▸ What is needed:
Copy every row below, swapping "Annotate a single point" for "Place one point" wherever it occurs and keeping everything else the same. Omit the pictures from your answer.

▸ Entries provided:
◇ ◇ ◇ ◇

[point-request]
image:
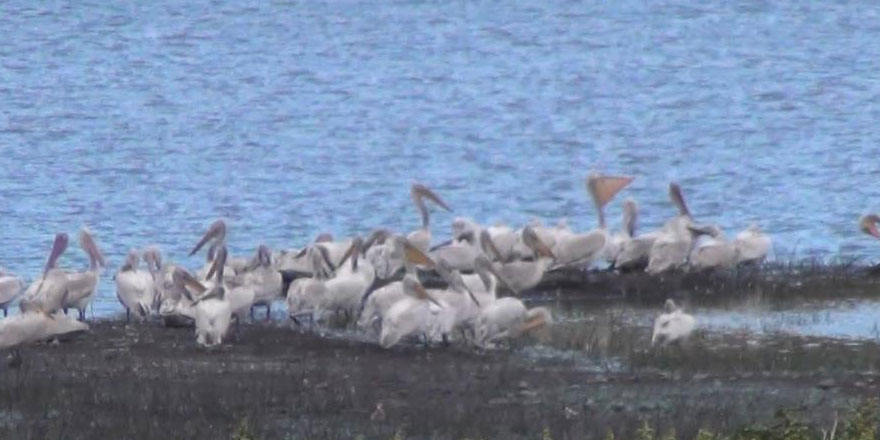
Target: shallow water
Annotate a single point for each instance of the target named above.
(146, 122)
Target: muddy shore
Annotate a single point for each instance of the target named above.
(578, 380)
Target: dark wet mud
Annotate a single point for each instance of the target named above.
(145, 381)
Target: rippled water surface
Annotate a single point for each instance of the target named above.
(147, 121)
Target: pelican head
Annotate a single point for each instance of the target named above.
(354, 252)
(630, 216)
(413, 288)
(530, 239)
(324, 237)
(868, 224)
(603, 188)
(219, 264)
(153, 258)
(419, 193)
(678, 199)
(87, 242)
(58, 248)
(216, 234)
(131, 261)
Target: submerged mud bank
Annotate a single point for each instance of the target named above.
(145, 381)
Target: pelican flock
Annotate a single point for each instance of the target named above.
(383, 284)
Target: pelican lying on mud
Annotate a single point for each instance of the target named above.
(508, 318)
(673, 326)
(10, 289)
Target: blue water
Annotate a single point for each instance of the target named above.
(147, 121)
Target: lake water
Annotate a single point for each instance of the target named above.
(148, 121)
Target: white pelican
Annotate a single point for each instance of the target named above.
(81, 286)
(508, 318)
(673, 326)
(410, 316)
(711, 250)
(421, 238)
(34, 326)
(672, 248)
(522, 275)
(571, 248)
(305, 295)
(134, 287)
(634, 250)
(263, 278)
(377, 303)
(10, 289)
(216, 235)
(753, 245)
(47, 293)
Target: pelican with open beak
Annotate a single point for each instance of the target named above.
(10, 289)
(586, 248)
(673, 246)
(47, 293)
(81, 286)
(521, 275)
(421, 238)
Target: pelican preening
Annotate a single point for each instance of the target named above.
(135, 287)
(421, 238)
(673, 326)
(376, 282)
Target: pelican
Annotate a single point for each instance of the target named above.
(305, 295)
(34, 326)
(711, 250)
(48, 292)
(634, 250)
(508, 318)
(10, 289)
(377, 302)
(216, 235)
(673, 326)
(421, 238)
(522, 275)
(134, 287)
(81, 286)
(752, 245)
(265, 280)
(344, 291)
(571, 248)
(672, 248)
(410, 316)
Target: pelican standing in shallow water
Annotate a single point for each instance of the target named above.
(672, 326)
(508, 318)
(421, 238)
(47, 293)
(10, 289)
(135, 287)
(634, 250)
(81, 286)
(572, 248)
(521, 275)
(671, 249)
(410, 316)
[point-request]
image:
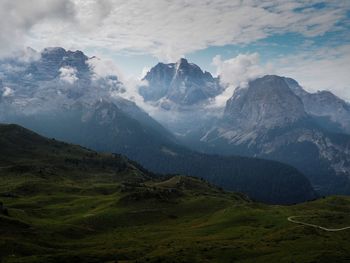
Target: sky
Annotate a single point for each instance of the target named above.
(308, 40)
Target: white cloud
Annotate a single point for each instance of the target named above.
(236, 72)
(19, 17)
(104, 68)
(165, 29)
(323, 69)
(7, 92)
(68, 74)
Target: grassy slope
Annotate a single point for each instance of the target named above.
(69, 204)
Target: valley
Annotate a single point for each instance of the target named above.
(69, 204)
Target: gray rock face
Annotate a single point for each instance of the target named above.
(274, 118)
(181, 83)
(267, 102)
(329, 108)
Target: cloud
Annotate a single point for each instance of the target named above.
(236, 72)
(68, 74)
(7, 92)
(104, 67)
(165, 29)
(19, 17)
(322, 69)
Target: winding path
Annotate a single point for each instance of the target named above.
(291, 219)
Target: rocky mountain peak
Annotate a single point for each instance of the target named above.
(181, 83)
(267, 102)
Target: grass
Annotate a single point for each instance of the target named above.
(107, 223)
(69, 204)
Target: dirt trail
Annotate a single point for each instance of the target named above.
(291, 219)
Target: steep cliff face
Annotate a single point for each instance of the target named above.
(181, 83)
(265, 103)
(272, 118)
(330, 111)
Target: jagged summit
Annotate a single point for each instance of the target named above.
(181, 83)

◇ ◇ ◇ ◇

▸ Written reply:
[point-request]
image:
Target: shallow water
Place one point for each instance of the target named above.
(146, 122)
Target: muddy shore
Place one point for each instance of the target named above.
(578, 380)
Target: dark wet mud
Place one point for each instance of the target named above.
(145, 381)
Target: rippled water surface
Place one point for each instance of the target named above.
(147, 121)
Target: pelican head
Place one point for each instance of the target named above.
(354, 252)
(630, 216)
(413, 288)
(530, 239)
(324, 237)
(868, 224)
(603, 188)
(219, 264)
(153, 258)
(419, 193)
(678, 199)
(87, 242)
(58, 248)
(216, 234)
(131, 261)
Target: submerged mud bank
Place one point for each instance of the target named above.
(145, 381)
Target: pelican flock
Place one point for each instance of the target named above.
(383, 284)
Target: pelican lying on mud
Place one point for each instance of the target named above.
(508, 318)
(673, 326)
(10, 289)
Target: blue water
Place one point for each instance of the target named above.
(147, 121)
Target: lake water
Place one point for each instance of the target named above.
(148, 121)
Target: white pelican
Place one point for each instance of the target named above.
(81, 286)
(508, 318)
(673, 326)
(410, 316)
(711, 250)
(421, 238)
(34, 326)
(672, 248)
(522, 275)
(571, 248)
(305, 295)
(134, 287)
(634, 250)
(263, 278)
(377, 303)
(10, 289)
(216, 235)
(753, 245)
(47, 293)
Target: pelican with open beak
Place one point for each instance of the target named above.
(10, 289)
(586, 248)
(673, 246)
(47, 293)
(81, 286)
(521, 275)
(421, 238)
Target: pelican preening
Place one point for each instance of the target named above.
(135, 287)
(421, 238)
(673, 326)
(376, 282)
Target: pelican
Place one point for each instance of the target named above.
(305, 295)
(34, 326)
(711, 250)
(48, 292)
(634, 250)
(508, 318)
(10, 289)
(377, 302)
(216, 235)
(673, 326)
(421, 238)
(522, 275)
(134, 287)
(81, 286)
(752, 245)
(265, 280)
(344, 291)
(571, 248)
(672, 248)
(410, 316)
Target: pelican standing in shallow water
Place one point for each instance of the target named above.
(672, 326)
(508, 318)
(421, 238)
(47, 293)
(10, 289)
(135, 287)
(634, 250)
(81, 286)
(572, 248)
(521, 275)
(671, 249)
(410, 316)
[point-request]
image:
Target: sky
Place one point for each instance of the target named above.
(308, 40)
Target: white cloud
Place one point for each instance of the target named above.
(236, 72)
(19, 17)
(104, 68)
(165, 29)
(323, 69)
(7, 92)
(68, 74)
Target: grassy slope
Place one point for each instance of the target named above.
(69, 204)
Target: valley
Place one point for each instance of the target named above.
(69, 204)
Target: gray rock face
Place one point for each instance of the target named above.
(274, 118)
(181, 83)
(267, 102)
(329, 108)
Target: cloud
Place one point for each instance of the target named above.
(236, 72)
(68, 74)
(7, 92)
(104, 67)
(165, 29)
(19, 17)
(322, 69)
Target: winding path
Place one point for each instance of the target named above.
(291, 219)
Target: rocky mountain peak
Place one point for each instance of the target named above.
(181, 83)
(267, 102)
Target: grass
Place one point for each instance of the target named above.
(107, 223)
(69, 204)
Target: dirt trail
Place one point for each instance of the target named above.
(291, 219)
Target: steep cliff face
Place one point for each instance of the target named above.
(181, 83)
(265, 103)
(272, 118)
(330, 111)
Target: jagged summit
Place one point for each instance of the target named above.
(181, 83)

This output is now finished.